Report every line of the material that contains the string "gravel", treating uppercase and lowercase as different.

** start of Provided material **

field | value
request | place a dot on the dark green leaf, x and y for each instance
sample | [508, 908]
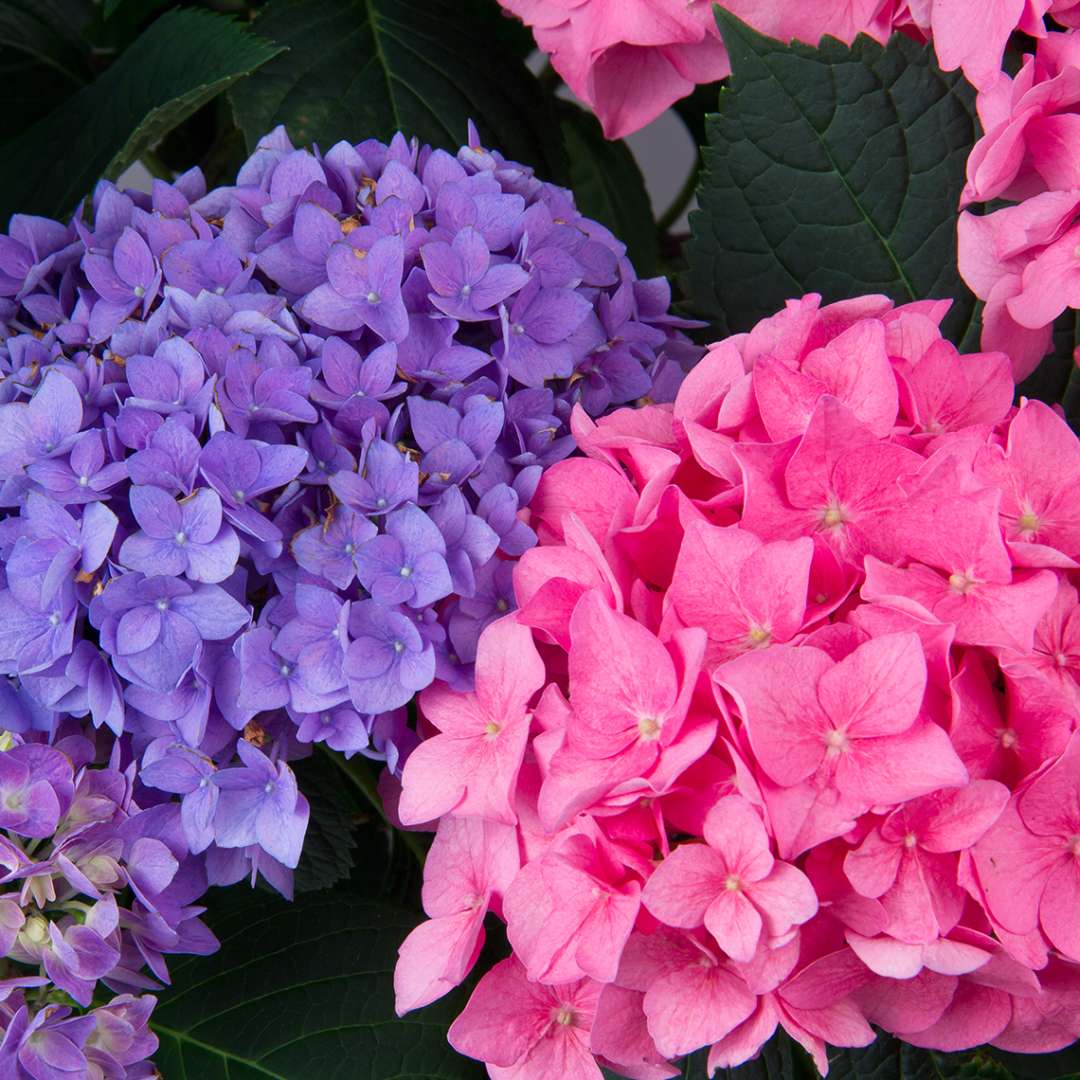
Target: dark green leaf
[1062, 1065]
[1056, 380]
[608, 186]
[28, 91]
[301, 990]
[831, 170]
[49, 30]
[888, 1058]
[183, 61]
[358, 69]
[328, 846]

** end of Provided material **
** start of Provided material **

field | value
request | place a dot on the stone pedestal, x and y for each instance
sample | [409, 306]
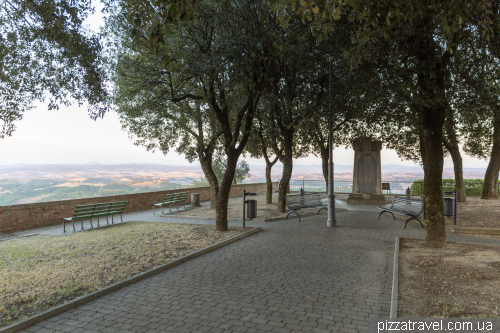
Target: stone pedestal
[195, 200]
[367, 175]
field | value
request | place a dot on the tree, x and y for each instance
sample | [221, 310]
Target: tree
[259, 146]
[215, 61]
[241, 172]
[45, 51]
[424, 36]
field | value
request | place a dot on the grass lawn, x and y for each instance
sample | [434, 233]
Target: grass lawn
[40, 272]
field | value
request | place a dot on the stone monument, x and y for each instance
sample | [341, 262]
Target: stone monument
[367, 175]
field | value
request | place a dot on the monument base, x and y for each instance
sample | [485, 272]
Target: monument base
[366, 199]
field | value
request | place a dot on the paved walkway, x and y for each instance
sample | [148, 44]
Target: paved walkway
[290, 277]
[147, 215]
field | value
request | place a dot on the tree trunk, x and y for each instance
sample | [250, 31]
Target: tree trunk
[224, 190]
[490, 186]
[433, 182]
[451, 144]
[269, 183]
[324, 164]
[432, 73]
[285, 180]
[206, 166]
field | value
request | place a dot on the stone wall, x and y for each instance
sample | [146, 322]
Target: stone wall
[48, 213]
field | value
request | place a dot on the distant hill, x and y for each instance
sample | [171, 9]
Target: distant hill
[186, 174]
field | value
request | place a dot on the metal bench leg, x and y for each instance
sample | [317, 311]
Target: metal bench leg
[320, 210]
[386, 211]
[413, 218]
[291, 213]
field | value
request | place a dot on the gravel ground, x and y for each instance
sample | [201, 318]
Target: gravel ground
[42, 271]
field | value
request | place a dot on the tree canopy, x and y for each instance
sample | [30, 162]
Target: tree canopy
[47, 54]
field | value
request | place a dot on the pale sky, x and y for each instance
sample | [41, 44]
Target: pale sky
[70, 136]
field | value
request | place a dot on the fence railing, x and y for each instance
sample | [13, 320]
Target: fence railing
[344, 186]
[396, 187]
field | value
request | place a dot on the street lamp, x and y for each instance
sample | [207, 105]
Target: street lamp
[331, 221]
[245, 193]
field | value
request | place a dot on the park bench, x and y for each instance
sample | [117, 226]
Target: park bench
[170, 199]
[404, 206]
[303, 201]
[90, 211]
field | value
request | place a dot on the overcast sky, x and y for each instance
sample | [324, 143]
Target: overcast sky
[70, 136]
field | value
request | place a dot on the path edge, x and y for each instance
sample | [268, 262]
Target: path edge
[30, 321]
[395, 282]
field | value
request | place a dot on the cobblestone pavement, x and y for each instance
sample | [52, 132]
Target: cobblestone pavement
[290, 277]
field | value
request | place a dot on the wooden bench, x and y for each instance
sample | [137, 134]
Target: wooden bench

** end of Provided material **

● Reply to the exercise
request | place a dot on the gravel ground, x and y for each instance
Target: gravel ground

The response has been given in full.